Pointing dataset records
>> start

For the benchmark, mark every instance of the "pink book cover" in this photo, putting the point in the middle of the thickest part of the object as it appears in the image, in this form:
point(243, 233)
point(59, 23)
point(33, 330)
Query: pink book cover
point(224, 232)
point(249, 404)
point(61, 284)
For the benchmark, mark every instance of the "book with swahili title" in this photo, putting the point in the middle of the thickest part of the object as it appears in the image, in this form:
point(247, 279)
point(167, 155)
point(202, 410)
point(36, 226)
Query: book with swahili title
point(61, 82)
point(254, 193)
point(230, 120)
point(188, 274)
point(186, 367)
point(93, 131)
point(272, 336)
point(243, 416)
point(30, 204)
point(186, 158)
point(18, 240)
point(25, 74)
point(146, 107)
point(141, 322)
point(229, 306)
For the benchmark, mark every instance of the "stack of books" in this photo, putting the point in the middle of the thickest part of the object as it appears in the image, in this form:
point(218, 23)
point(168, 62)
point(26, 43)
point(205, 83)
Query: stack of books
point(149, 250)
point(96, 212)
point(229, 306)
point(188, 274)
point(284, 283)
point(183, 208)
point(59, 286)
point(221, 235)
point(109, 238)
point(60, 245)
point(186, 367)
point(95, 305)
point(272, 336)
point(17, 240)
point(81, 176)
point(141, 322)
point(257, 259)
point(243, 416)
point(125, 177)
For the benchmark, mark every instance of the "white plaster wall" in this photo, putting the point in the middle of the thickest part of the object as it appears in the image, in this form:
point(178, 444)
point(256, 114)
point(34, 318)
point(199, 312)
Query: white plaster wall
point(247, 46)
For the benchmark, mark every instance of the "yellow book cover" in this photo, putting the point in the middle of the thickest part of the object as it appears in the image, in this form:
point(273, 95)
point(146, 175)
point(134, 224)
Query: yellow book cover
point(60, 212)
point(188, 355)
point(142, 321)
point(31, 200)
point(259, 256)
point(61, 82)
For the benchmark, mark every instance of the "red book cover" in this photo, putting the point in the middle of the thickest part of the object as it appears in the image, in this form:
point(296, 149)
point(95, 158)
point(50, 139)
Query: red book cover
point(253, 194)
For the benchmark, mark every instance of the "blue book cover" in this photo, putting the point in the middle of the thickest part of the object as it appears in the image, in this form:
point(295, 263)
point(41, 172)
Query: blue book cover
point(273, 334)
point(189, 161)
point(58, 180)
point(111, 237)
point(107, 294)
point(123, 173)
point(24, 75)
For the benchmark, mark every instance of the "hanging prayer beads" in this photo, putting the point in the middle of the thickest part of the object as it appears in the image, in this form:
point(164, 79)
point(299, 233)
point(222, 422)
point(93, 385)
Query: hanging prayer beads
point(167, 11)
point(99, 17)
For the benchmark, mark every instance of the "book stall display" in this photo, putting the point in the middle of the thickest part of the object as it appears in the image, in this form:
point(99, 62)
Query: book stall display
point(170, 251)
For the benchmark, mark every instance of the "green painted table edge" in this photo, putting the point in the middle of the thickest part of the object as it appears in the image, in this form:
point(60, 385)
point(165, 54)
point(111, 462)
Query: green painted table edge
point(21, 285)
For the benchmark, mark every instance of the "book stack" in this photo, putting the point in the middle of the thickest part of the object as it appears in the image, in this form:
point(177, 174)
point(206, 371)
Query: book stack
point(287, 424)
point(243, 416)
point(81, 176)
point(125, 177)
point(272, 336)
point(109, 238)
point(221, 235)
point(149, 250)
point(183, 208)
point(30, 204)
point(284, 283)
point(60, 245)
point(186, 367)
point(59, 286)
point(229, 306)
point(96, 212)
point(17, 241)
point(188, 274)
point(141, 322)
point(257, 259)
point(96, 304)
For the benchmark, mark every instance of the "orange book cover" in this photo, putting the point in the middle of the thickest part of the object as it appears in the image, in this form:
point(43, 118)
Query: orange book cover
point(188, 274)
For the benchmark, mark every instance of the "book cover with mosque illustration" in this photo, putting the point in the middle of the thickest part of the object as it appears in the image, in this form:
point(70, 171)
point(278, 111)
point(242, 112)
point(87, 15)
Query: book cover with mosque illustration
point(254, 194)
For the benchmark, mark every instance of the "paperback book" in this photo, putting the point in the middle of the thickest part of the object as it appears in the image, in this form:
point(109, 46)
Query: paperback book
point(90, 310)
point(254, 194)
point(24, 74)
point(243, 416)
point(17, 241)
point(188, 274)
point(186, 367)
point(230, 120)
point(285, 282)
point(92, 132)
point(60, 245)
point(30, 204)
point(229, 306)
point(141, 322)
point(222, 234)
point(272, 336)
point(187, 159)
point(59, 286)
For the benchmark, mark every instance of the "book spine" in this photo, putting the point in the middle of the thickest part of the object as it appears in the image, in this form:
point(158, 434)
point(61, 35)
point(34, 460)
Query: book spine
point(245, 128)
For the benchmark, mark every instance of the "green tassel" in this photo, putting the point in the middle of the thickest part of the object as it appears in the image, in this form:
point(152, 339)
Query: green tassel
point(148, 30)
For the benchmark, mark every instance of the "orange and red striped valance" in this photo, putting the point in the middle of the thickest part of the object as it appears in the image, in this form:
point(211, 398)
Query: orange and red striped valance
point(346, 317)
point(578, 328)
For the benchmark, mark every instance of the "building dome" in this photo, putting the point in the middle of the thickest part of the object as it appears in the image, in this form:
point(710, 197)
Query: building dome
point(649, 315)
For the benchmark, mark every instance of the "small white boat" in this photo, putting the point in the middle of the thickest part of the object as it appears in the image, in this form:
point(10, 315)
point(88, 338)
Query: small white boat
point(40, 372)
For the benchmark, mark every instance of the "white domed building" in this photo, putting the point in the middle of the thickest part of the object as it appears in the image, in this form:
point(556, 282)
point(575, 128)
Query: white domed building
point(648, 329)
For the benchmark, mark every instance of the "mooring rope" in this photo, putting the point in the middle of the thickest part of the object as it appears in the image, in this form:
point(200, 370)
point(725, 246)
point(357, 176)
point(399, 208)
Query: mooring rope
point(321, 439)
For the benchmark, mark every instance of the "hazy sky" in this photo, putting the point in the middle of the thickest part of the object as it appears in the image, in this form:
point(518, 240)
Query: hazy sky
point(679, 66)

>> end

* _What is needed_
Return all of the data exactly as it reads.

* _Solution for this exercise_
For the benchmark, mark every instance of the "pink book cover" in this photo, putting the point in the middle of the thickest part of the object as it appears in the image, in this form:
point(243, 233)
point(59, 23)
point(33, 330)
Query: pink book cover
point(224, 232)
point(249, 404)
point(61, 284)
For the benchmark, mark every instance of the "book with swahili title" in this photo, putting the point in the middle of the thickest part of the object as it appears in the image, in this form:
point(247, 279)
point(167, 155)
point(202, 410)
point(36, 226)
Query: book with swahili title
point(61, 82)
point(254, 193)
point(230, 120)
point(188, 274)
point(186, 367)
point(93, 131)
point(272, 336)
point(243, 416)
point(30, 204)
point(186, 158)
point(18, 240)
point(25, 74)
point(146, 107)
point(141, 322)
point(229, 306)
For the benchmark, mark every instance of the "stack of books" in this photo, putting the point in the middle of the thickest part of the object as it appears in the image, in this form:
point(218, 23)
point(168, 62)
point(26, 43)
point(205, 83)
Query: stack of books
point(149, 250)
point(96, 212)
point(229, 306)
point(188, 274)
point(284, 283)
point(183, 208)
point(59, 286)
point(221, 235)
point(109, 238)
point(60, 245)
point(186, 367)
point(95, 305)
point(272, 336)
point(17, 240)
point(81, 176)
point(141, 322)
point(257, 259)
point(243, 416)
point(125, 177)
For the benchmark, mark every instance of the "white plaster wall" in this photo, putting the point in the middle of the thickest part of the object as it appears in the image, in this form:
point(178, 444)
point(256, 114)
point(34, 318)
point(199, 312)
Query: white plaster wall
point(247, 46)
For the benchmark, mark every instance of the "yellow book cover" in this photo, putting the point in the middle of the thickest part of the object as it appears in the image, in this form:
point(273, 95)
point(146, 175)
point(134, 224)
Query: yellow book cover
point(60, 212)
point(188, 355)
point(142, 321)
point(31, 200)
point(259, 256)
point(61, 82)
For the benchmark, mark every instance of the "red book cover" in this photo, putting the point in the middle of the thickest part of the object as it appears in the image, in this form:
point(296, 149)
point(95, 158)
point(50, 139)
Query: red book cover
point(253, 194)
For the benchmark, mark every instance of the "blue book cover" in this photo, putting the point in the middle of the thickest part of the object as it appears in the image, in this form:
point(295, 263)
point(41, 172)
Query: blue book cover
point(273, 334)
point(189, 161)
point(58, 180)
point(111, 237)
point(107, 294)
point(123, 173)
point(24, 75)
For the benchmark, mark every instance of the "hanging prayer beads" in this photo, putting the point in the middle of the thickest part of the object as it appears in the image, in this form:
point(164, 79)
point(299, 233)
point(222, 422)
point(93, 385)
Query: hanging prayer beads
point(167, 11)
point(99, 17)
For the benchmark, mark every instance of the "book stall display" in this photo, putting the point in the middle of the thickest part of the object as it appears in the image, in this form:
point(99, 62)
Query: book stall display
point(170, 251)
For the benchmark, mark every instance of the "green painted table edge" in this photo, putting the point in the middle of the thickest part of the object as it appears in the image, in this form:
point(60, 385)
point(165, 54)
point(111, 462)
Query: green painted table edge
point(21, 285)
For the benchmark, mark every instance of the "book stack" in this photo, putting the point in the middle of the thickest part of the object as it appears in the image, in this form:
point(177, 174)
point(206, 371)
Query: book stack
point(287, 424)
point(243, 416)
point(81, 176)
point(125, 177)
point(272, 336)
point(109, 238)
point(221, 235)
point(149, 250)
point(183, 208)
point(30, 204)
point(284, 283)
point(60, 245)
point(186, 367)
point(59, 286)
point(229, 306)
point(96, 212)
point(17, 241)
point(188, 274)
point(141, 322)
point(257, 259)
point(96, 304)
For the benchmark, mark every instance of the "orange book cover" in this photo, putting the point in the middle of the thickest part of the object as it appears in the image, in this form:
point(43, 118)
Query: orange book cover
point(188, 274)
For the benchmark, mark every instance of the "book cover with mosque illustration" in this photo, putting the point in the middle of the thickest part of the object as it appears in the image, in this form:
point(70, 171)
point(278, 111)
point(242, 112)
point(87, 15)
Query: book cover with mosque illustration
point(254, 194)
For the benchmark, mark every instance of the "paperback book" in this photo, putting the point in the middle of the thickest part of the object as it appears in the image, in this form:
point(109, 46)
Query: paperback book
point(90, 310)
point(254, 194)
point(24, 74)
point(243, 416)
point(17, 241)
point(188, 274)
point(186, 367)
point(230, 120)
point(285, 282)
point(92, 132)
point(60, 245)
point(30, 204)
point(229, 306)
point(141, 322)
point(222, 234)
point(272, 336)
point(187, 159)
point(59, 286)
For the benchmark, mark every instance of the "book spine" in this photo, putting the point in the middle of the thickest part of the object as it appears in the image, in this form:
point(158, 434)
point(61, 35)
point(34, 460)
Query: book spine
point(245, 128)
For the benchmark, mark every instance of the "green tassel" in this photo, putting the point in the middle of the thickest part of the object as it appears in the image, in this form:
point(152, 339)
Query: green tassel
point(148, 30)
For the benchmark, mark every instance of the "orange and red striped valance" in this photo, putting the point in the middle of the thickest part of the object as it appears in the image, in this form:
point(211, 398)
Query: orange and red striped valance
point(346, 317)
point(578, 328)
For the benchmark, mark every instance of the "building dome" in this photo, putting the point in the middle of the thickest part of the object as it appears in the image, in this form:
point(710, 197)
Query: building dome
point(649, 315)
For the benchmark, mark every instance of the "small white boat" in this photo, putting the point in the middle of the thickest part of the object as it appears in the image, in this form:
point(10, 315)
point(88, 338)
Query: small white boat
point(40, 372)
For the benchmark, mark every instance of the "white domed building" in this photo, putting the point in the middle of the thickest part of the object as it appears in the image, in this form:
point(556, 282)
point(575, 128)
Query: white domed building
point(648, 329)
For the benchmark, mark every instance of the "mooring rope" in this photo, putting the point in the middle of the thickest part of the object as it appears in the image, in this form:
point(200, 370)
point(725, 246)
point(357, 176)
point(399, 208)
Query: mooring rope
point(321, 439)
For the benchmark, mark every instance of the "hazy sky" in this photo, putting the point in the middle of the thickest part of the object as it appears in the image, in this form:
point(518, 240)
Query: hazy sky
point(679, 66)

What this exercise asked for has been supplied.